Required task
Please pick out and copy every line in the records below that contains the word "newel".

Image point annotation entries
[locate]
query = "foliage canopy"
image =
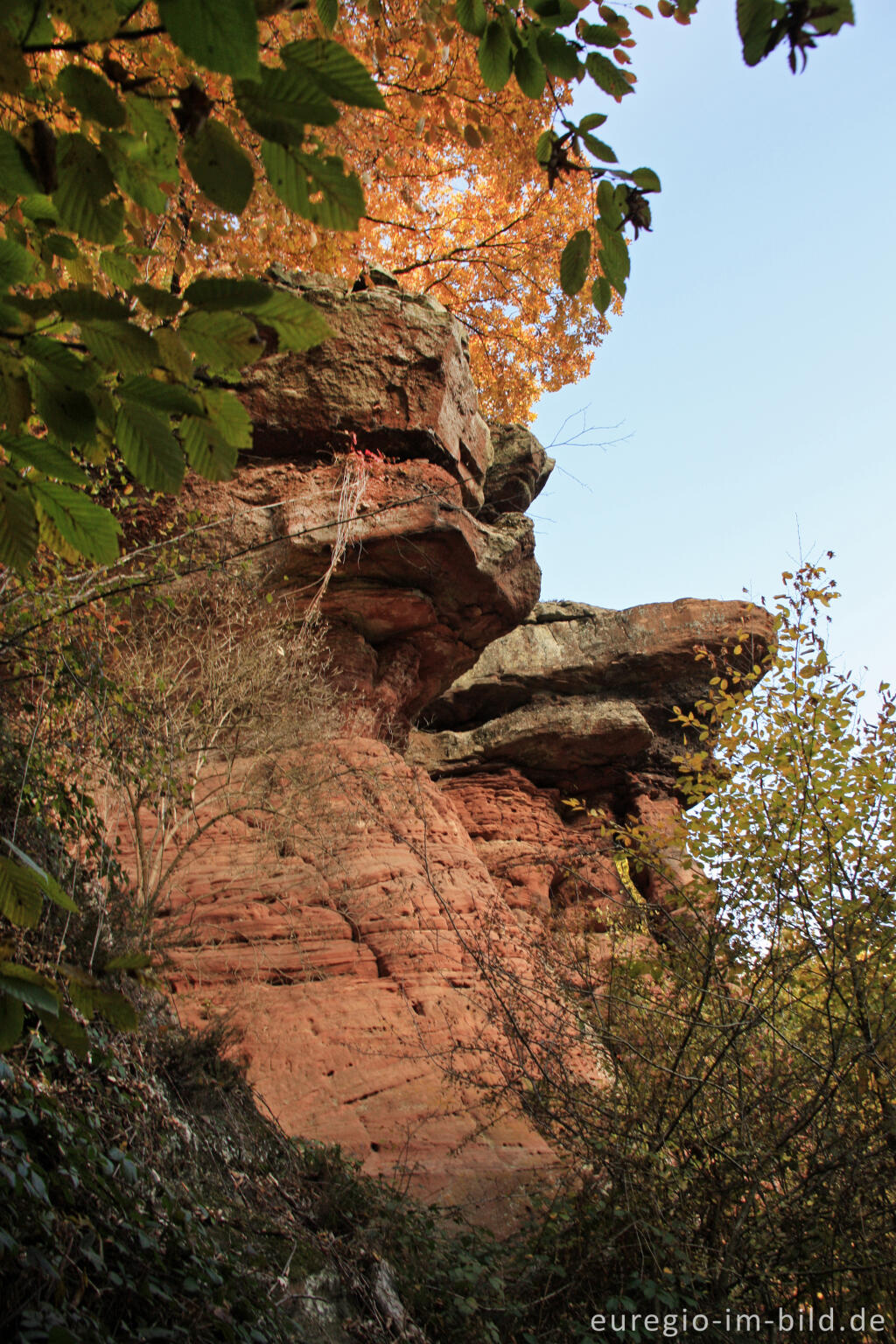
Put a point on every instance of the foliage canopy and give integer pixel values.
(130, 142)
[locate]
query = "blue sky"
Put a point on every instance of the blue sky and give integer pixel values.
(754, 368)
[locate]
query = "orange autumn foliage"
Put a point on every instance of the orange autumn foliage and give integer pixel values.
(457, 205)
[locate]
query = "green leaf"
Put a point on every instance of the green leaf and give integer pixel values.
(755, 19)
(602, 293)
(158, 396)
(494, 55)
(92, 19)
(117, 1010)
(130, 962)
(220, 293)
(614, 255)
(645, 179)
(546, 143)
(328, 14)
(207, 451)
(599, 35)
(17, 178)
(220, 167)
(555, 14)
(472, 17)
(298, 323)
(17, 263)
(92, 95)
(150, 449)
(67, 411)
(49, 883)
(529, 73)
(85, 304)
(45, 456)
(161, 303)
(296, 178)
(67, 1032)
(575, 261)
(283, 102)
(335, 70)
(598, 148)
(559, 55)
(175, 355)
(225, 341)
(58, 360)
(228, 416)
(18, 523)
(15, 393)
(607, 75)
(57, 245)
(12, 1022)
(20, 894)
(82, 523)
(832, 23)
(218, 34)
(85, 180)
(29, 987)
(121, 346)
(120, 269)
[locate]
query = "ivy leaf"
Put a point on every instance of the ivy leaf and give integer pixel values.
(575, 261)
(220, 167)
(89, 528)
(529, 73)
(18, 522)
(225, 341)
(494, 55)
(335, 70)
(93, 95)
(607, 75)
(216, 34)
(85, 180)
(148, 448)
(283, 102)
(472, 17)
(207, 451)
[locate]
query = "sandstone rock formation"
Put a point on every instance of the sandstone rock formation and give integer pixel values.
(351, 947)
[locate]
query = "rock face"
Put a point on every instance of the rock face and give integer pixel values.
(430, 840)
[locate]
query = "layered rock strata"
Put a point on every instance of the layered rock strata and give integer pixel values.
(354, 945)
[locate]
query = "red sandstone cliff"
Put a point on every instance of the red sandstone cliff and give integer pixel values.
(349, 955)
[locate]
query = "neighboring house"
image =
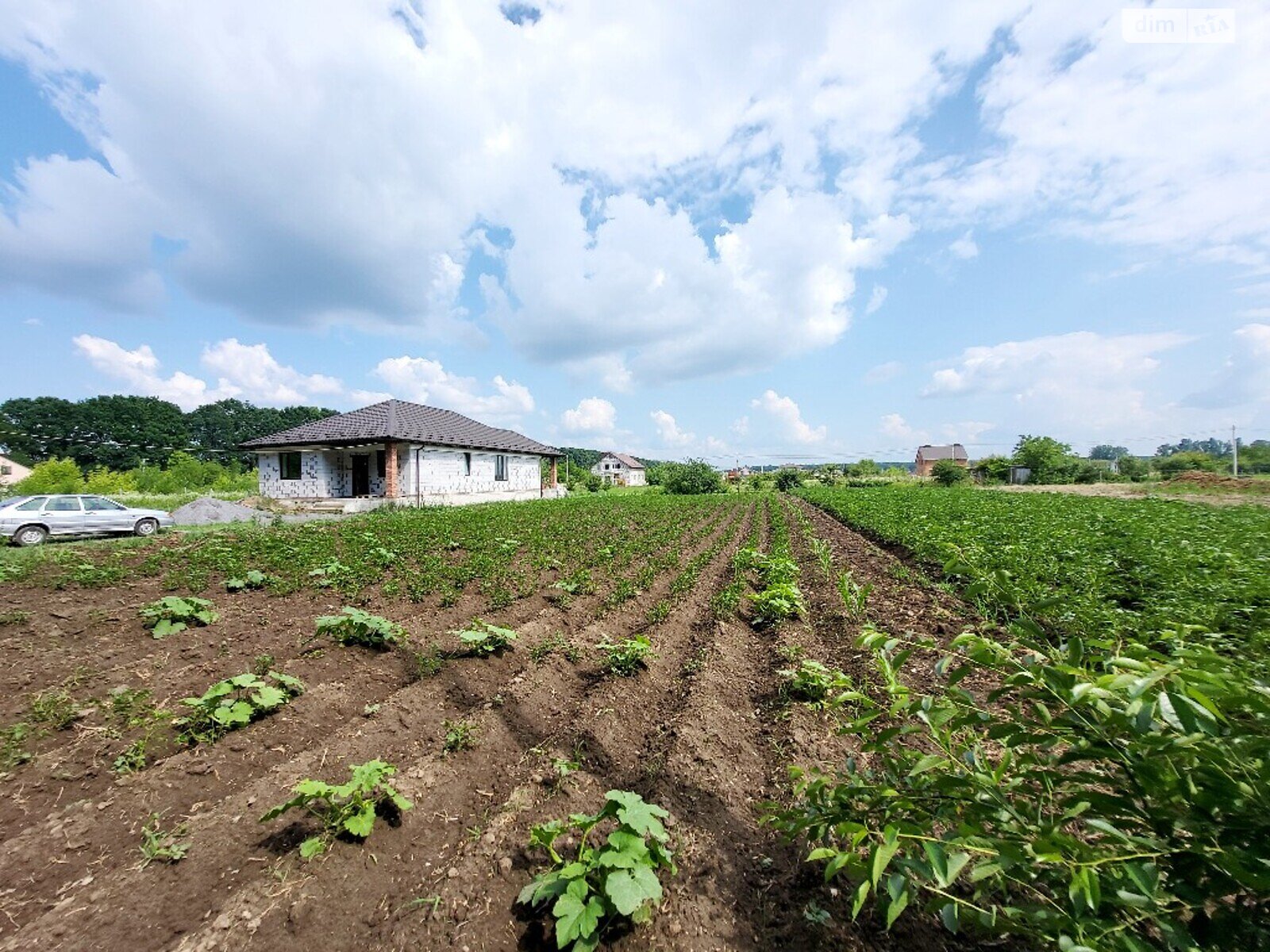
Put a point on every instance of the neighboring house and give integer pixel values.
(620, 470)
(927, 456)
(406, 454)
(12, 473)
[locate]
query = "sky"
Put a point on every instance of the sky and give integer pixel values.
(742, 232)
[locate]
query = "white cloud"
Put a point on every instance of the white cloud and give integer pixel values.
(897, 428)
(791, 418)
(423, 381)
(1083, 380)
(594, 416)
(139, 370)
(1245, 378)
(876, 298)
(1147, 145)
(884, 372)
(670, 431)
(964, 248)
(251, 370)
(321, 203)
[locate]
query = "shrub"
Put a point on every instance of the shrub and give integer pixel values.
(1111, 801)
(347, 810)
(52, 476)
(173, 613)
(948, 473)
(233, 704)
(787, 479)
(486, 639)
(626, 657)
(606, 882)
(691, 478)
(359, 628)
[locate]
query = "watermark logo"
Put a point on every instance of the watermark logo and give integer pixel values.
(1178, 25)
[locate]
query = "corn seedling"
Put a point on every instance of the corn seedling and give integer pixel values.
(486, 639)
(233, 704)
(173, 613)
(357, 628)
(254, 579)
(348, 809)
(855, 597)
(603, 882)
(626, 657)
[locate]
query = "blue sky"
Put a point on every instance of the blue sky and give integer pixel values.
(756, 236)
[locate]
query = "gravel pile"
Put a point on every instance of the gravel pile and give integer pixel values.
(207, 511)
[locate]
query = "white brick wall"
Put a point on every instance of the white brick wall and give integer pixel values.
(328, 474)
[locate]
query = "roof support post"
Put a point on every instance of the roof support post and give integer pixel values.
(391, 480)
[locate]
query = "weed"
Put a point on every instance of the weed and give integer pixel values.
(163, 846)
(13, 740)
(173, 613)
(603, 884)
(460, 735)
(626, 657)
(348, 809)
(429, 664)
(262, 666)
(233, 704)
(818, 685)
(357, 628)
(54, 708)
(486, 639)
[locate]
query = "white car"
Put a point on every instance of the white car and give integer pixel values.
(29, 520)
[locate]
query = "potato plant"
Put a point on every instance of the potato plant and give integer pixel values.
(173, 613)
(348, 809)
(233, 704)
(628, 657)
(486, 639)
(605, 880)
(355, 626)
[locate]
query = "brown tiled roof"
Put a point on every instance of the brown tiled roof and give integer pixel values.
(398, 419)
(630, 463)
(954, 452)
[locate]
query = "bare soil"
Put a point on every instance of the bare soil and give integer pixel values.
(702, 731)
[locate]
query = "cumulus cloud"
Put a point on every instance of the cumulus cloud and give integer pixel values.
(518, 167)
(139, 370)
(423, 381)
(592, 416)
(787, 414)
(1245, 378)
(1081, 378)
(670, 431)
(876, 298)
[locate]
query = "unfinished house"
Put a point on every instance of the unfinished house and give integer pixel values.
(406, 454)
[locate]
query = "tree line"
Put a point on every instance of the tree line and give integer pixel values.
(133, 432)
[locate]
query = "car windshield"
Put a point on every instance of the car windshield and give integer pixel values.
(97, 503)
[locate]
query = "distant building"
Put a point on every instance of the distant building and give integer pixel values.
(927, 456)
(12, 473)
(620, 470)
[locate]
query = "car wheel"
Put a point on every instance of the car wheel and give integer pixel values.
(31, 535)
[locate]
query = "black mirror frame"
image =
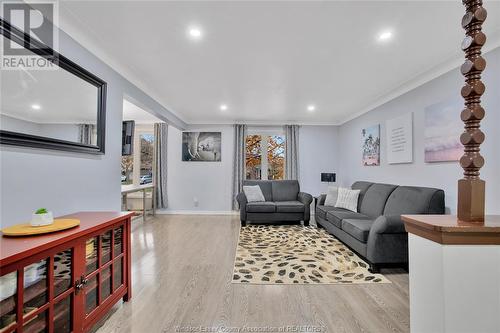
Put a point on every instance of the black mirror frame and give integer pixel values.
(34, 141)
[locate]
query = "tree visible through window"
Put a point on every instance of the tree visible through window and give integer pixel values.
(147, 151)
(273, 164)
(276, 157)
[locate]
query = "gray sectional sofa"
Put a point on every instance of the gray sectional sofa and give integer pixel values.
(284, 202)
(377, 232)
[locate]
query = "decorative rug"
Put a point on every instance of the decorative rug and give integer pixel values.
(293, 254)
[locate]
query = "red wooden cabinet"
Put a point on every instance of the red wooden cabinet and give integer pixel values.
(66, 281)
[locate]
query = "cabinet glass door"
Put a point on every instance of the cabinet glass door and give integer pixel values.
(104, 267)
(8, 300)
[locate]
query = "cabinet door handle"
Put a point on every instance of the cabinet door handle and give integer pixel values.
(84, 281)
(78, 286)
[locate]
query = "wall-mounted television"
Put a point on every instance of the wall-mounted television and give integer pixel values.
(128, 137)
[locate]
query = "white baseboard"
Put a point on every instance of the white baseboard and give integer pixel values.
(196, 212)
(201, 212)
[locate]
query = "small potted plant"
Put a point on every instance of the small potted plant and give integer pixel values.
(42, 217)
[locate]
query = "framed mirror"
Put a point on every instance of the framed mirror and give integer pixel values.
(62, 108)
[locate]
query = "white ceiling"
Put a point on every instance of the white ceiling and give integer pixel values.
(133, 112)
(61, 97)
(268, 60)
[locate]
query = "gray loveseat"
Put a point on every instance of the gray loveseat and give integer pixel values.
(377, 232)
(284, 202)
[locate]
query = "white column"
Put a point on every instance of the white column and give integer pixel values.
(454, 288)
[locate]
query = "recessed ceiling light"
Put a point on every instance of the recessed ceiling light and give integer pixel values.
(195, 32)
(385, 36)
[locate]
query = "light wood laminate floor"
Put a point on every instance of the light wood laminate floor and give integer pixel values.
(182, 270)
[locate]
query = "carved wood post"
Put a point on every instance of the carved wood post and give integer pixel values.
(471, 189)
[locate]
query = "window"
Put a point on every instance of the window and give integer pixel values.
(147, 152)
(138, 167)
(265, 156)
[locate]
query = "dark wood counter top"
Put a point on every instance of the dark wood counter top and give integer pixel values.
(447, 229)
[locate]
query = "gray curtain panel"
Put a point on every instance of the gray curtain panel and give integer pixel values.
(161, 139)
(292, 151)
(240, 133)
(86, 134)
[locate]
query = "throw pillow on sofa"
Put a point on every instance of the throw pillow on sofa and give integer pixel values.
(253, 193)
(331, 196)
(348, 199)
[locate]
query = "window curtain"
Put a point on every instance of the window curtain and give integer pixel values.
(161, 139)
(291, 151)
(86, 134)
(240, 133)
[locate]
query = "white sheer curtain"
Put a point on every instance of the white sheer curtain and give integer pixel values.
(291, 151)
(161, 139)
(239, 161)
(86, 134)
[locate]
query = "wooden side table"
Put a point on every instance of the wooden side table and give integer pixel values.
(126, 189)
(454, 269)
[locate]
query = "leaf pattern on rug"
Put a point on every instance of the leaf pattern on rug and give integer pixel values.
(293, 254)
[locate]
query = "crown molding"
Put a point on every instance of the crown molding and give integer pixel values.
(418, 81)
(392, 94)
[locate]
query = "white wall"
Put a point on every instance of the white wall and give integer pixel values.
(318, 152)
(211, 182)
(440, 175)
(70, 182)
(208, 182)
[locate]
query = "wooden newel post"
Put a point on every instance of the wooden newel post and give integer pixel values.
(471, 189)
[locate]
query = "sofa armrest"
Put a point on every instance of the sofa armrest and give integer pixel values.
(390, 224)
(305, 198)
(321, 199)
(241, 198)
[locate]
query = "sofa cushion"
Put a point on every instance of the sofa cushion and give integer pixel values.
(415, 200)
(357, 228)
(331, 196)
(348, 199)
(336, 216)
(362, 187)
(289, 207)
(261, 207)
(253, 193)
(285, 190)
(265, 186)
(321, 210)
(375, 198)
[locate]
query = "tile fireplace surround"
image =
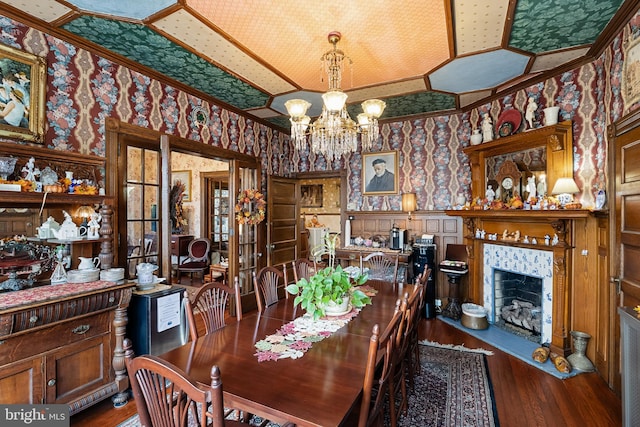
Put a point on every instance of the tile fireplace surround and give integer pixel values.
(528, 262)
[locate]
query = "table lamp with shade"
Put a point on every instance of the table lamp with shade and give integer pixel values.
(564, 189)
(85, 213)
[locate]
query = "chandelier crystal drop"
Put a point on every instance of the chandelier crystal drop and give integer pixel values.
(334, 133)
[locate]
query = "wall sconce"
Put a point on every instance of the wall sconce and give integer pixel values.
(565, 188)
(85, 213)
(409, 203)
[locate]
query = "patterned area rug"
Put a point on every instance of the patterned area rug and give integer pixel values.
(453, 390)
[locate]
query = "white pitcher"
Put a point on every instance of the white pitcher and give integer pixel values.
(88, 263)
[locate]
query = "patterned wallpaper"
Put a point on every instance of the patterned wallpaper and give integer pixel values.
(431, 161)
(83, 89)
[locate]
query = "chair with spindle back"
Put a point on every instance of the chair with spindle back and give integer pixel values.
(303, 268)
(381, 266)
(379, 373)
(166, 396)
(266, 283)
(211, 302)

Final result
query = "wooden newel post"
Put a point on every instance of the wooden newel post and give integer pixel values.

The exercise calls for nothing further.